## start Task material

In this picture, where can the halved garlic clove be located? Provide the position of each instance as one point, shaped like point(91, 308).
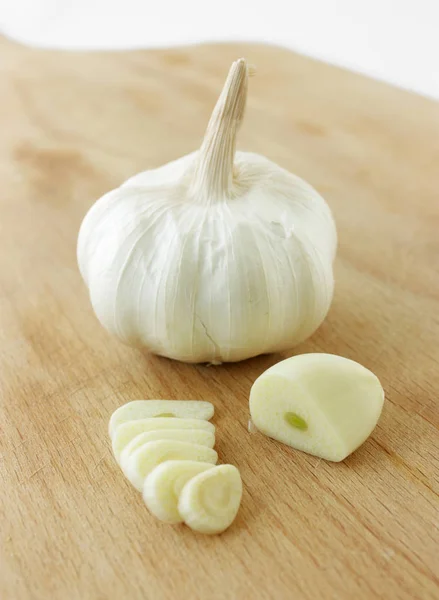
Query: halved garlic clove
point(162, 487)
point(128, 431)
point(209, 502)
point(145, 409)
point(195, 436)
point(323, 404)
point(142, 461)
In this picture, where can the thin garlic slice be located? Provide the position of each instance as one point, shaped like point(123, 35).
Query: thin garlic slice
point(323, 404)
point(145, 409)
point(195, 436)
point(128, 431)
point(209, 502)
point(162, 487)
point(142, 461)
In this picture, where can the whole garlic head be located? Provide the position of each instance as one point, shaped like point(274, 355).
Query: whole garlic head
point(217, 256)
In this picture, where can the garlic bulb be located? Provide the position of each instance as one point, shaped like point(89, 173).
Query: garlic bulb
point(217, 256)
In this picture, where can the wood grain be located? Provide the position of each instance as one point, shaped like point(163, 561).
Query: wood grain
point(75, 125)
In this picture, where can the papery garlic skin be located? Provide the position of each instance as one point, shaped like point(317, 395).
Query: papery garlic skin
point(217, 256)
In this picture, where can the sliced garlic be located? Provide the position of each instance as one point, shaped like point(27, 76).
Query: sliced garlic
point(142, 461)
point(128, 431)
point(162, 487)
point(209, 502)
point(145, 409)
point(193, 436)
point(323, 404)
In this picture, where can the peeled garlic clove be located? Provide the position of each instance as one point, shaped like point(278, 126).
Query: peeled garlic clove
point(162, 487)
point(209, 502)
point(323, 404)
point(128, 431)
point(193, 436)
point(142, 461)
point(145, 409)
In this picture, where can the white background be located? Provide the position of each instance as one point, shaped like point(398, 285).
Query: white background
point(394, 40)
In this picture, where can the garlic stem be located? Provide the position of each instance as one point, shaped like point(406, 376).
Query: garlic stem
point(213, 176)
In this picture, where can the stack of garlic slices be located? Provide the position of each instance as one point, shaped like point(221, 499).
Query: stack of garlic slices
point(165, 449)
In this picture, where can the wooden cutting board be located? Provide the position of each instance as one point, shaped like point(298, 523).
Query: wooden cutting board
point(74, 125)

## end Task material

What you are asked to do :: Reproduce the listing lines starting at the line containing "In this picture, where can the garlic stem" and ending at the line containing "point(213, 176)", including the request lines. Offset each coordinate in the answer points by 73, and leave the request wording and its sample point unchanged.

Answer to the problem ::
In this picture, where can the garlic stem be located? Provide the position of each instance as one point, shaped like point(406, 376).
Query: garlic stem
point(286, 249)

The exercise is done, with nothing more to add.